• _WHAT YOU WILL DO_
Copy the records below, starting at the line that contains "Question. Provide a point on each instance of the snow-covered" and ending at the end of the records, with "Point coordinates" swapped for "Marked points" and all else left as is. Give only those lines.

• _LISTED RECORDS_
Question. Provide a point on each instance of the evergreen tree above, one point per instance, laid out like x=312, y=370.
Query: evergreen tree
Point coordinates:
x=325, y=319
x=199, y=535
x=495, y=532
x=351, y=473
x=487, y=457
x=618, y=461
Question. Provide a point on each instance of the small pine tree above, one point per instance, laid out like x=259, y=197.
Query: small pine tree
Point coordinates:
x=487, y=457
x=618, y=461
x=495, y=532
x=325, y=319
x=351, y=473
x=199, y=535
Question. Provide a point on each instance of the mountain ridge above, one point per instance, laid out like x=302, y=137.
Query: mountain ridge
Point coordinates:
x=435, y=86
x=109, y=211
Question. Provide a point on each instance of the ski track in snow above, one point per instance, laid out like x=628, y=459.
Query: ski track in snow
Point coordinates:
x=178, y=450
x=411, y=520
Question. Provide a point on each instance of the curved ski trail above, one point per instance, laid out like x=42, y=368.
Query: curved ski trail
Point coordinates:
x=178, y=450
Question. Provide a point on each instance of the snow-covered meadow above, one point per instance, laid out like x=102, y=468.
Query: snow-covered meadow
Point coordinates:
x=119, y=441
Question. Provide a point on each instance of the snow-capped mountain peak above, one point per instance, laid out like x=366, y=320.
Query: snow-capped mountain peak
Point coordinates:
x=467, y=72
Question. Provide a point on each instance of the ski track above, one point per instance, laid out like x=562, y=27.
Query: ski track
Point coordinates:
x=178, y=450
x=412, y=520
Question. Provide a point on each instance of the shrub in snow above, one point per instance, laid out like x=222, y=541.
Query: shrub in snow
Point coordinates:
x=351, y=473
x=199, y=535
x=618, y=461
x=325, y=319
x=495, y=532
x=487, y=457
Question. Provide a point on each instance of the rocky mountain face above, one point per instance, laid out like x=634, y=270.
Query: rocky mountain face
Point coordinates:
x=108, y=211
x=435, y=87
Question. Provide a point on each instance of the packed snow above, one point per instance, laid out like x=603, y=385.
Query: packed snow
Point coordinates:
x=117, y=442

• _OUTPUT BELOW_
Question. Provide a point on each instance of the snow-covered meadow above, one point per instance, laid out like x=102, y=468.
Query: snow-covered meadow
Marked points:
x=119, y=441
Question. Provide a point on each instance of the snow-capped mountain peak above, one point per instance, laid out like x=366, y=320.
Query: snow-capped mountain peak
Marked points:
x=467, y=72
Question. Provide a point on each instance of the ski track above, one point per instance, laid out like x=562, y=27.
Query: ski track
Marked points:
x=178, y=450
x=412, y=520
Question. Provide a point on each instance of the shrub in snow above, one point per instance, laid out like x=222, y=541.
Query: shrub in snow
Marked points:
x=351, y=473
x=199, y=535
x=618, y=461
x=325, y=319
x=495, y=532
x=487, y=457
Question. Provide a point on each instance of the rocky mountain face above, one point per instance, laid out like x=634, y=270.
Query: rocky mountain face
Marked points:
x=108, y=211
x=435, y=87
Question. Provide a point on each instance of the packed snow above, one point per instance, laid out like x=603, y=385.
Query: packed snow
Marked points:
x=117, y=442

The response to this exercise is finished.